Extracted data entries

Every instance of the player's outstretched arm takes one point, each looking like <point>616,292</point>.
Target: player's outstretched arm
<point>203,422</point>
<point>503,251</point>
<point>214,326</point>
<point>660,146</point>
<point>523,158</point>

REQUIREMENT = Print every line of the records above again, without changing anything.

RESULT FOR THIS TASK =
Every instance of the player's outstretched arm takes one point, each looking like <point>616,292</point>.
Target: player's outstretched arm
<point>203,422</point>
<point>503,251</point>
<point>214,326</point>
<point>660,146</point>
<point>523,158</point>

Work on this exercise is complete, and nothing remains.